§ Stored data
........

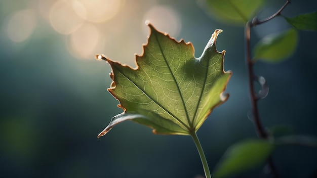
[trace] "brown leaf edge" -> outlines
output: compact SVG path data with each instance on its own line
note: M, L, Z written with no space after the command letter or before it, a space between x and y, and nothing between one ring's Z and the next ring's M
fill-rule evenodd
M146 25L147 25L149 28L150 28L150 34L149 35L150 35L152 34L152 31L154 31L157 32L157 33L161 33L163 35L164 35L165 36L168 36L170 39L174 39L175 40L175 42L176 42L177 43L180 43L181 42L183 42L185 45L190 45L191 46L191 48L193 49L193 52L194 54L194 48L193 47L193 46L192 45L192 43L191 42L186 42L185 41L185 40L183 39L181 39L179 41L177 41L174 37L172 37L170 36L169 34L168 34L167 32L163 32L161 31L157 30L154 27L154 26L148 21L147 21L145 22L145 24ZM222 32L222 30L221 29L216 29L215 30L214 32L212 34L212 37L211 37L211 39L210 39L209 41L208 42L208 44L209 44L209 45L212 45L213 46L214 45L215 45L216 44L216 40L217 39L217 37L218 36L218 35L221 33L221 32ZM147 41L146 42L146 44L143 44L142 45L142 53L141 54L141 55L139 55L137 54L135 54L135 63L136 64L136 67L134 68L133 68L132 67L131 67L131 66L129 66L127 64L122 64L120 62L115 62L114 61L112 61L112 60L109 59L108 57L106 57L103 54L98 54L98 55L96 55L95 56L95 58L96 60L99 60L99 61L101 61L102 60L103 60L105 61L106 61L107 62L108 62L110 66L110 67L112 67L112 66L114 65L114 63L116 63L118 65L121 65L122 66L124 67L128 67L130 69L133 70L137 70L139 68L139 66L137 64L137 59L138 57L143 57L143 56L144 55L144 48L145 47L146 47L149 42L149 35L148 36L148 38L147 38ZM209 47L210 47L211 46L209 46ZM206 47L207 48L207 47ZM215 48L215 50L216 51L216 52L220 54L222 54L222 60L223 61L224 60L224 53L225 53L225 51L223 50L221 52L218 52L217 49L216 49L216 48ZM206 49L205 49L205 50L204 51L205 51ZM205 51L204 51L205 52ZM204 53L204 52L203 52ZM223 68L223 65L222 65L222 70L223 72L224 72L224 73L230 73L231 75L232 75L232 72L230 70L227 71L225 71L224 69ZM117 98L111 92L112 90L114 90L114 88L115 88L116 87L116 85L115 85L115 82L114 82L114 74L113 73L113 70L111 70L111 72L109 73L110 75L110 77L111 78L111 79L112 80L112 82L111 82L111 84L110 84L110 88L107 88L107 90L111 94L111 95L112 95L112 96L116 99L117 100L118 102L119 102L119 104L117 105L117 107L119 108L122 108L124 112L118 114L118 115L116 115L113 117L116 117L118 116L123 114L124 113L126 113L127 110L126 109L126 108L125 108L123 106L122 106L121 104L120 104L120 100ZM230 75L230 76L231 76ZM230 76L229 77L229 78L228 78L227 80L227 83L228 82L228 80L230 79ZM223 88L223 91L221 93L221 94L220 95L220 97L222 98L222 102L220 102L220 103L218 103L218 104L217 104L216 106L215 106L215 107L213 107L212 108L211 108L210 110L209 110L208 113L207 113L207 116L208 116L212 111L212 110L213 110L213 109L214 109L214 108L216 107L217 106L218 106L219 105L221 105L222 104L223 104L223 103L224 103L229 98L229 94L224 94L223 93L223 92L224 92L224 91L226 89L226 86L225 86L225 87ZM111 124L111 125L108 125L108 126L107 126L102 131L101 131L98 135L98 138L100 138L100 137L103 136L105 135L106 135L109 131L110 131L110 130L111 130L111 129L115 125L117 125L117 124L121 123L121 122L116 122L116 124ZM154 131L154 130L153 130ZM154 133L154 132L153 132Z
M185 42L185 41L183 39L181 39L179 41L176 40L176 39L175 38L171 37L170 36L169 34L168 34L167 32L162 32L161 31L157 30L149 22L149 21L146 21L145 22L145 24L148 25L149 26L149 28L150 28L150 34L149 34L149 36L148 36L147 41L146 42L146 43L145 44L145 45L144 44L142 45L142 54L141 55L135 54L135 55L134 62L135 63L136 65L136 67L135 68L133 68L132 67L131 67L131 66L129 66L127 64L122 64L120 62L115 62L115 61L112 61L112 60L109 59L106 56L104 56L104 55L103 55L103 54L96 55L96 56L95 56L96 59L97 59L97 60L99 60L99 61L101 61L102 60L106 61L107 62L108 62L109 63L109 64L110 64L110 66L111 67L111 68L112 68L112 66L113 65L114 63L117 63L117 64L121 65L122 66L124 66L125 67L130 68L132 70L137 70L139 69L139 66L138 66L138 63L137 62L137 59L138 59L138 58L141 58L141 57L142 57L143 56L143 55L144 54L144 48L148 45L148 42L149 42L148 40L149 40L149 36L152 34L152 31L156 31L157 33L161 33L162 34L163 34L163 35L164 35L165 36L167 36L170 39L174 39L175 41L175 42L177 42L178 43L180 43L181 42L183 42L186 45L190 45L190 46L191 46L191 48L193 49L194 49L194 48L193 47L193 46L192 45L192 43L191 42ZM109 73L109 75L110 75L110 78L112 80L112 82L111 82L111 83L110 84L110 88L107 88L107 90L112 95L112 96L113 96L113 97L114 98L115 98L116 100L118 100L118 101L119 102L119 103L120 103L120 101L119 100L119 99L116 98L116 97L114 96L114 95L111 92L111 91L112 90L114 90L114 88L115 88L115 82L114 82L114 74L113 73L113 72L112 70L111 70L111 72ZM118 107L123 109L124 112L125 113L125 112L126 111L126 108L125 108L123 106L122 106L120 104L119 104L117 105L117 106L118 106Z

........

§ Exercise goal
Render every line of the items above as a Markdown table with the columns Row and Line, numbering the rows and skipping blank lines. Leave the pictures out.

§ Output of the task
| Row | Line |
|---|---|
| 1 | [trace] "brown leaf edge" -> outlines |
| 2 | output: compact SVG path data with each instance on its own line |
| 3 | note: M, L, Z written with no space after the command letter or before it, a space between x and y, and nothing between one ring's Z and the next ring's M |
| 4 | fill-rule evenodd |
| 5 | M146 25L147 25L149 28L150 28L150 34L149 35L150 35L152 34L152 31L154 31L157 32L157 33L161 33L163 35L164 35L165 36L168 36L170 39L174 39L175 40L175 42L176 42L177 43L180 43L181 42L183 42L185 45L190 45L191 46L191 48L193 49L193 52L194 54L194 48L193 47L193 46L192 45L192 43L191 42L186 42L185 41L185 40L183 39L181 39L179 41L177 41L174 37L172 37L170 36L169 34L168 34L167 32L163 32L161 31L157 30L154 27L154 26L148 21L147 21L145 22L145 24ZM222 32L222 30L221 29L216 29L215 30L214 32L212 34L212 37L211 37L211 39L210 39L209 41L208 42L208 44L209 44L209 45L212 45L213 46L214 45L215 45L216 44L216 40L217 39L217 37L218 36L218 35L221 33L221 32ZM147 41L146 42L146 44L143 44L142 45L142 53L141 54L141 55L139 55L137 54L135 54L135 63L136 64L136 67L134 68L133 68L132 67L131 67L131 66L129 66L127 64L122 64L120 62L115 62L114 61L112 61L112 60L109 59L108 57L106 57L103 54L98 54L98 55L96 55L95 56L95 58L96 60L99 60L99 61L101 61L102 60L103 60L105 61L106 61L107 62L108 62L110 66L110 67L112 67L112 66L114 65L114 63L116 63L118 65L121 65L122 66L124 67L128 67L130 69L133 70L137 70L139 68L139 66L137 64L137 59L138 57L143 57L143 56L144 55L144 48L145 47L146 47L149 42L149 35L148 36L148 38L147 38ZM209 47L210 47L211 46L209 46ZM206 47L207 48L207 47ZM215 48L215 50L216 51L216 52L220 54L222 54L222 60L223 61L224 60L224 53L225 53L225 51L223 50L221 52L218 52L217 49L216 49L216 48ZM206 49L205 49L205 50L204 51L205 51ZM205 51L204 51L205 52ZM204 53L204 52L203 52ZM223 68L223 65L222 65L222 70L223 72L224 72L224 73L230 73L231 75L232 75L232 72L230 70L227 71L225 71L224 69ZM117 98L111 92L112 90L114 90L114 88L115 88L116 87L116 85L115 85L115 82L114 82L114 74L113 73L113 70L111 70L111 72L109 73L110 75L110 77L111 78L111 79L112 80L112 82L111 82L111 84L110 84L110 88L107 88L107 90L111 94L111 95L112 95L112 96L116 99L117 100L118 102L119 102L119 104L117 105L117 107L119 108L122 108L124 112L118 114L118 115L116 115L113 117L116 117L118 116L123 114L124 113L126 113L127 110L126 109L126 108L125 108L123 106L122 106L121 104L120 104L120 100ZM230 75L230 76L231 76ZM230 76L229 77L229 78L228 78L227 80L227 83L228 82L228 80L230 79ZM223 88L223 91L221 93L221 94L220 95L220 97L222 98L222 102L220 102L220 103L218 103L218 104L217 104L216 106L215 106L215 107L213 107L212 108L211 108L210 110L209 110L208 113L207 113L207 116L208 116L212 111L212 110L213 110L213 109L214 109L214 108L216 107L217 106L218 106L219 105L221 105L222 104L223 104L223 103L224 103L229 98L229 94L224 94L223 93L223 92L224 92L224 91L226 89L226 86L225 86L225 87ZM111 124L111 125L108 125L108 126L107 126L102 131L101 131L98 135L98 138L100 138L100 137L103 136L105 135L106 135L109 131L110 131L110 130L111 130L111 129L115 125L117 125L117 124L121 123L121 122L116 122L116 124ZM154 131L154 130L153 130ZM154 133L154 132L153 132Z |
| 6 | M185 42L185 41L183 39L181 39L179 41L176 40L176 39L175 38L171 37L170 36L169 34L168 34L167 32L162 32L161 31L157 30L149 22L149 21L146 21L145 22L145 24L148 25L149 26L149 28L150 28L150 34L149 34L149 36L148 36L147 41L146 42L146 43L145 44L145 45L144 44L142 45L142 54L141 55L135 54L135 55L134 62L135 63L136 65L136 67L135 68L133 68L132 67L131 67L131 66L129 66L127 64L122 64L120 62L115 62L115 61L112 61L112 60L109 59L106 56L104 56L104 55L103 55L103 54L96 55L96 56L95 56L96 59L97 59L97 60L99 60L99 61L101 61L102 60L106 61L107 62L108 62L109 63L109 64L110 64L110 66L111 67L111 68L112 68L112 66L113 65L114 63L117 63L117 64L121 65L122 66L124 66L125 67L130 68L132 70L137 70L139 69L139 66L138 66L138 63L137 62L137 59L138 59L138 58L141 58L141 57L142 57L143 56L143 55L144 54L144 48L148 45L148 42L149 42L148 40L149 40L149 36L152 34L152 31L156 31L157 33L161 33L162 34L163 34L163 35L164 35L165 36L167 36L170 39L174 39L175 41L175 42L177 42L178 43L180 43L181 42L183 42L186 45L190 45L190 46L191 46L191 48L193 49L194 49L194 48L193 47L193 46L192 45L192 43L191 42ZM109 73L109 75L110 75L110 78L112 80L112 82L111 82L111 83L110 84L110 88L107 88L107 90L112 95L112 96L113 96L113 97L114 98L115 98L116 100L118 100L118 101L119 102L119 103L120 103L120 101L119 100L119 99L116 98L116 97L114 96L114 95L111 92L111 91L112 90L114 90L114 88L115 88L115 82L114 82L114 74L113 73L113 72L112 70L111 70L111 72ZM118 107L123 109L124 112L125 113L125 112L126 111L126 108L125 108L123 106L122 106L120 104L119 104L117 105L117 106L118 106Z |